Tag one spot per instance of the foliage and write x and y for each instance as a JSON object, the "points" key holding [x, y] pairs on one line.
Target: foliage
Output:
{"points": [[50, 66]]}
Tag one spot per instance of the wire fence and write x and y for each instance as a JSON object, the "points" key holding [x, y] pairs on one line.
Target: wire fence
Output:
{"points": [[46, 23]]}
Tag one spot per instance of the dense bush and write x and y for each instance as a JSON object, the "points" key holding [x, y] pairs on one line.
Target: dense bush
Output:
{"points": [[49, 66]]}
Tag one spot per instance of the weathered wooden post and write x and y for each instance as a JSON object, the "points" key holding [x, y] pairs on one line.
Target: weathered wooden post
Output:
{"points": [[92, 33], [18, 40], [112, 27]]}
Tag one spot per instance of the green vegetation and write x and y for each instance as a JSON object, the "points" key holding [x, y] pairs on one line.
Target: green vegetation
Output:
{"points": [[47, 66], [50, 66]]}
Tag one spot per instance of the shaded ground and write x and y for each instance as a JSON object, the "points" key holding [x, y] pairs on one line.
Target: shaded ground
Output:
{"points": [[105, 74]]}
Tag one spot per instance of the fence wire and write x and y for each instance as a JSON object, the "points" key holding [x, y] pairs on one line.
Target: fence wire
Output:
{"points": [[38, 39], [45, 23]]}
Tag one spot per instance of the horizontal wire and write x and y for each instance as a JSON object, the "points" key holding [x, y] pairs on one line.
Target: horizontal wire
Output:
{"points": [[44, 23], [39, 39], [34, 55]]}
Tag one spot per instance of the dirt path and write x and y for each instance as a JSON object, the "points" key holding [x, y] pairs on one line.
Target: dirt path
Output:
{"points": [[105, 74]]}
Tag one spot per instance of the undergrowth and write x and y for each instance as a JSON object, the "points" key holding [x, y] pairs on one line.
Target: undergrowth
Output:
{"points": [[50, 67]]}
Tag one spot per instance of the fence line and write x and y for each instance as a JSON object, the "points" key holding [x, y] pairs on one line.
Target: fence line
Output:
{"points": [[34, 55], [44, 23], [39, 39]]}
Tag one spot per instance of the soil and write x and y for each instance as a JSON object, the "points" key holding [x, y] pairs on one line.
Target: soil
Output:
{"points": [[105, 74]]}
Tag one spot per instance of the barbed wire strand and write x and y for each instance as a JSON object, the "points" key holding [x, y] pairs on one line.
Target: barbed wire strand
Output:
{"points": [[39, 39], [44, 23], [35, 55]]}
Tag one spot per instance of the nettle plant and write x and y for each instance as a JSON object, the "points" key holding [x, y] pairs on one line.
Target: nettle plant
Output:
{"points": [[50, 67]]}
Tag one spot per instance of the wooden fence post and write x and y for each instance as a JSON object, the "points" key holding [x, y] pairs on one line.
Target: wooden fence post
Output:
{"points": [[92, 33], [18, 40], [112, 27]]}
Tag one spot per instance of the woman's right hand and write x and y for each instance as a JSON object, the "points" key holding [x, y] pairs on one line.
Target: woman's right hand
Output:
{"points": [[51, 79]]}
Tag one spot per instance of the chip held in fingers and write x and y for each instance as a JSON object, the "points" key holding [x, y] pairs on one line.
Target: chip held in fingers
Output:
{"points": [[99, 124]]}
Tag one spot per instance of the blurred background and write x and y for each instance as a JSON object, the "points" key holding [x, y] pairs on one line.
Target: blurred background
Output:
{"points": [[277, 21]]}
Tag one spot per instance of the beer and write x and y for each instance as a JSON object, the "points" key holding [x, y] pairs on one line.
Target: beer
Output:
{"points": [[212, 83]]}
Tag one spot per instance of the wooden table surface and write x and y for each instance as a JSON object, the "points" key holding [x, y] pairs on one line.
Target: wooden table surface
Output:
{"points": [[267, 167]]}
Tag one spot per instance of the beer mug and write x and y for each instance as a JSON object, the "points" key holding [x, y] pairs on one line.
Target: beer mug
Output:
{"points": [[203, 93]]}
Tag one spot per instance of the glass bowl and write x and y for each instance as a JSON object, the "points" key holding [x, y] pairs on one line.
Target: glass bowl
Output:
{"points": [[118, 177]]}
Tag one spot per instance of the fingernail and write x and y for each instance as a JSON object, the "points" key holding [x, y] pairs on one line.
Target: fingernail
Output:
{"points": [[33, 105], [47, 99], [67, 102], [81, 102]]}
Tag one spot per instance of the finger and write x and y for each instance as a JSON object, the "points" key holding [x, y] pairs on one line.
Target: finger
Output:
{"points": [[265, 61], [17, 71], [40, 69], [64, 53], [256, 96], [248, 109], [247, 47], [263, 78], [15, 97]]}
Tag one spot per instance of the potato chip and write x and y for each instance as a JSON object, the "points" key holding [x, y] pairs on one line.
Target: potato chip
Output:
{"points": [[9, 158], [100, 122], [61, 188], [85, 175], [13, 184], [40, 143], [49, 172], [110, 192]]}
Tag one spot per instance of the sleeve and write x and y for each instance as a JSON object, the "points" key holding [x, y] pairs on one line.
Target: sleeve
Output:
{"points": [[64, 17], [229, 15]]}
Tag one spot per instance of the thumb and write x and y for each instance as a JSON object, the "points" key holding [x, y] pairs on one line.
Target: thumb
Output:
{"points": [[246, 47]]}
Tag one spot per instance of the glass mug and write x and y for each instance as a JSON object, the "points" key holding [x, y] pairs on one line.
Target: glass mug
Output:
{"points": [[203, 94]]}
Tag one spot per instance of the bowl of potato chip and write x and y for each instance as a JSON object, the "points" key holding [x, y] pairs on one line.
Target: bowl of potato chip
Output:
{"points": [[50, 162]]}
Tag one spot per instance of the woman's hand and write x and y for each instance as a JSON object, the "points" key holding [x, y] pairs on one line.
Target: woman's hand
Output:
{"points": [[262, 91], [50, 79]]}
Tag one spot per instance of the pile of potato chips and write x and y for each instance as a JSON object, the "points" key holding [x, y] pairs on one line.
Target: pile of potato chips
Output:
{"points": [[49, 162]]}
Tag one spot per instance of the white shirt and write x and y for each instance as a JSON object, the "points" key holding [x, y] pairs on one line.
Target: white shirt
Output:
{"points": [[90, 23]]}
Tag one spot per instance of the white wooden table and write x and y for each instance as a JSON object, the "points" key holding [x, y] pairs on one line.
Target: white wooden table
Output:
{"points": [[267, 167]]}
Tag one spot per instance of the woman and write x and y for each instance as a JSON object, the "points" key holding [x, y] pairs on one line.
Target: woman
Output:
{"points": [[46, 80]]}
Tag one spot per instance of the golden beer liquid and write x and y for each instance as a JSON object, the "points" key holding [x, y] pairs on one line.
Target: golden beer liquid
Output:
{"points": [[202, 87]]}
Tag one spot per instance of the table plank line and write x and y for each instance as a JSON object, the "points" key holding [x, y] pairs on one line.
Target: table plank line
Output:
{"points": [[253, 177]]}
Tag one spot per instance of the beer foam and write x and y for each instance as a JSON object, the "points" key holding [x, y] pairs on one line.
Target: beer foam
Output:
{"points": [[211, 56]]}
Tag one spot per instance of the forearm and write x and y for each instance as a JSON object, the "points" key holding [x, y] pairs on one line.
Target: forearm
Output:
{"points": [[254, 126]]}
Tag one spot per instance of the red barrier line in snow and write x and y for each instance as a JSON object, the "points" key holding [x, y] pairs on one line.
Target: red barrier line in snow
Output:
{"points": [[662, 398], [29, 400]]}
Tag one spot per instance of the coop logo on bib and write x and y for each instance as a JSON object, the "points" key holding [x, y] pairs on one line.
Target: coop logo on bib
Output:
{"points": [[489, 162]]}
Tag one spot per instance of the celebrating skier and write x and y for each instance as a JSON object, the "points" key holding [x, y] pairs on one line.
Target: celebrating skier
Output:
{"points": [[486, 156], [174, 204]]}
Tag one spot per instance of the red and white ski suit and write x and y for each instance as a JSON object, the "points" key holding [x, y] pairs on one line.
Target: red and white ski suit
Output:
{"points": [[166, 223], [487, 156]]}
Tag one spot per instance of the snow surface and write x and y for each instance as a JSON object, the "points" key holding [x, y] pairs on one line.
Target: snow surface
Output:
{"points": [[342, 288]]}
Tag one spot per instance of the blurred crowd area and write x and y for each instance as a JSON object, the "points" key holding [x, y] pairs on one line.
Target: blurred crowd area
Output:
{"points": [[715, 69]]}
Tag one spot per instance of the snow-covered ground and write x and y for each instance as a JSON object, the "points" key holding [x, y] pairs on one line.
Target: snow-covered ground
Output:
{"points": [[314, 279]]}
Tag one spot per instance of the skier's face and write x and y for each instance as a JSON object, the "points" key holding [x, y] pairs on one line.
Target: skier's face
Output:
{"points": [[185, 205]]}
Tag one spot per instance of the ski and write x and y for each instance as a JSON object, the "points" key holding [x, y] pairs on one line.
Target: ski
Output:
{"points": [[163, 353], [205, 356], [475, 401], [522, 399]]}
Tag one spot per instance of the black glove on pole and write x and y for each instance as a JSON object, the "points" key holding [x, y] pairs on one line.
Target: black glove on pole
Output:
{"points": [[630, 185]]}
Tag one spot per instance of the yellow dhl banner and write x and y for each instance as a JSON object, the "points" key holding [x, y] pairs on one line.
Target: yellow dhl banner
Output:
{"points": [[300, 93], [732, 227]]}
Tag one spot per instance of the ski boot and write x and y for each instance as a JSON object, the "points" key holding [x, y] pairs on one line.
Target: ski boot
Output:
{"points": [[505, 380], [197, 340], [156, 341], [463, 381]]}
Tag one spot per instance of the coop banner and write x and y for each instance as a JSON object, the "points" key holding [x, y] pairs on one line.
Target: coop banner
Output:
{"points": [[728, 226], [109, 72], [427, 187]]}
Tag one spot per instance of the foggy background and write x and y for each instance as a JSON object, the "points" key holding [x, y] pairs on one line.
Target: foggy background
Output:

--------

__AIM__. Reproduce only those lines of the entries above that run from the line with "Tag one spot per instance of the blurred crowd" to the final line.

__ANSWER FOR THIS EXERCISE__.
Tag one spot per instance of the blurred crowd area and write x and y for each instance as a JSON object, the "points" key holding [x, y] pairs on one line.
Target: blurred crowd area
Output:
{"points": [[715, 69]]}
Tag one spot per instance of the snow-covered ground and write x and y for each instance as a JSON object, the "points" key holding [x, y] pairs on one line.
Target: snow-covered ground
Output:
{"points": [[314, 279]]}
Tag one spot per instance of the skier's face and write x and y for each instance as a JSON object, the "points" key holding [x, y] pairs on one line.
Target: skier's face
Output:
{"points": [[185, 205]]}
Tag one spot per instance of the ski and write x and y for each instance as a JSON object, the "points" key holding [x, y] pairs on one line.
Target: ski
Output:
{"points": [[163, 353], [205, 356], [475, 401], [522, 399]]}
Tag one spot per instance of the black glove on pole and write x and y for each instance as a JSON object, the "points" key holding [x, y] pairs on one line.
Target: black glove on pole
Output:
{"points": [[630, 185]]}
Tag one spot per instance of the yellow dhl banner and write x and y for each instance as a JSON object, the "points" key holding [x, y] pairs on one line.
Target: yellow dhl banner
Output:
{"points": [[300, 93], [732, 227]]}
Tag one spot per instance of the ski boot and write x and y for each instance as a JSON object, the "points" key holding [x, y] pairs on one line.
Target: ski boot
Output:
{"points": [[505, 380], [197, 340], [156, 341], [463, 381]]}
Tag one spot per instance of the coop banner and write x and y for each instance as a JSON object, the "points" key holding [x, y] pairs on one line.
Target: coop banner
Output:
{"points": [[728, 226], [109, 72], [427, 187]]}
Tag one spot per instance of the foggy background and write x and y for each instance as a JSON object, the "points" key holding [x, y] pairs on one line.
Target: foggy background
Output:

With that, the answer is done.